>> START PASSAGE TO READ

Dimitris Mytas – Elephant

Parenting in the beginning is chaotic. Time presents as something elusive. It no longer defines the days. It runs together until a point of clarity emerges. The experience is tiring, but surprisingly nurturing in retrospect. Once the smoke of the early years begins to clear and a sense of autonomy returns, one is left to survive, provide, and eventually help the progeny toward undefined goals, as they perch from the lip of the following, ready to glide. It all happens very quickly in the end. When you are entrenched in the chaos of the beginning, you cannot visualize the changes that will creep up on you. You cannot see the end.

I have been motivated to think of parenthood as slow pain. When I mention this, it is not to suggest that parenting is anything but great. It is. I am lucky to have spent some of my time on this earth being someone’s parent, and I genuinely believe that it is at the core of how I understand the human experience. It’s not easy, just to be clear. By slow pain, I mean it relative to how emotions are set through the experience and how those emotions range from joy to a bizarre type of depression when one acknowledges that the formative years, the closeness, the everyday battles are, in fact, very short. You do your best, and watching your children grow comes with awe, pride, and sadness. Children, like mortgages, remind you of what time you have already used up. This is at the core of the experience. As I have referred to it previously, it is a bittersweet experience, and that experience is how I can frame it, even in the midst of it all.

With Elephant, a recent photobook by Dimitris Mytas through Athens-based publisher Zoetrope, the concept of fatherhood and that of watching one of his children matriculate into the world by leaving for university shares, at its heart, the same palpable feeling of loss and of pride that I have been reaching for. Though the book shares many abstracted images, made into a nearly science fiction realm using inverse negatives, the sentiment shines through in pictures of the artist’s son. Perhaps it is better to see the condition presented through the atmosphere of the book than the direct correlation of the topic suggested, and I can work with that. There is also an air of theater to the work. Specific settings read as stages, and in that understanding, there becomes a familial fourth wall that feels to have been shattered. Family life is not without its theatrical side, no doubt.

>> END PASSAGE TO READ

> _JOB 1_
In the Elephant review, what does the writer mean by calling parenthood "slow pain"? Answer in one to three sentences.
> _JOB 2_
Render this sentence from the Elephant review in Spanish: "Children, like mortgages, remind you of what time you have already used up."
> _JOB 3_
Rewrite the Elephant review from "Dimitris Mytas –" up to and including "see the end.", swapping "smoke" for "fog".
The lines after this point have nothing to do with the Elephant review.

>> START EXTRACTED ENTRIES

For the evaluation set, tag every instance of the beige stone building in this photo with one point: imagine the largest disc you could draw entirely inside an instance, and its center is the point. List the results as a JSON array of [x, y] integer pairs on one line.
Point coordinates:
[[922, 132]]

>> END EXTRACTED ENTRIES
>> START EXTRACTED ENTRIES

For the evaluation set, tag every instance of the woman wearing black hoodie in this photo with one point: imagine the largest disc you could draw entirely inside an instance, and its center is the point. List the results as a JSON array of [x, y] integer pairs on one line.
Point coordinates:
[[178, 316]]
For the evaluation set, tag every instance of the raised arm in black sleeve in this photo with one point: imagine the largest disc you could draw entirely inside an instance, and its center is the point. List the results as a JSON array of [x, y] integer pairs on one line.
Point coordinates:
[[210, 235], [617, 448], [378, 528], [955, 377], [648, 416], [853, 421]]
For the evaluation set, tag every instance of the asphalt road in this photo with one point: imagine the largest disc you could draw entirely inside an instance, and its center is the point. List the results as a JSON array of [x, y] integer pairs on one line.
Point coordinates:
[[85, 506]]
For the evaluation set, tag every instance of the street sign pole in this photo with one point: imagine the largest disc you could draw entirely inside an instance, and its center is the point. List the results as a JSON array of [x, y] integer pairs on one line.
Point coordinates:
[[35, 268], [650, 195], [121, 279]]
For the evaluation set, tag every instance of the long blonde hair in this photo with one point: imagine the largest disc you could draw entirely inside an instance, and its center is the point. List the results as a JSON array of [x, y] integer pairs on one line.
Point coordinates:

>> END EXTRACTED ENTRIES

> _PROBLEM SOLUTION 1_
The writer uses "slow pain" for how emotions develop through parenting and range from joy to a bizarre type of depression. That feeling comes when one acknowledges that the formative years, the closeness, and the everyday battles are in fact very short.

> _PROBLEM SOLUTION 2_
Los hijos, como las hipotecas, te recuerdan cuánto tiempo ya has gastado.

> _PROBLEM SOLUTION 3_
Dimitris Mytas – Elephant

Parenting in the beginning is chaotic. Time presents as something elusive. It no longer defines the days. It runs together until a point of clarity emerges. The experience is tiring, but surprisingly nurturing in retrospect. Once the fog of the early years begins to clear and a sense of autonomy returns, one is left to survive, provide, and eventually help the progeny toward undefined goals, as they perch from the lip of the following, ready to glide. It all happens very quickly in the end. When you are entrenched in the chaos of the beginning, you cannot visualize the changes that will creep up on you. You cannot see the end.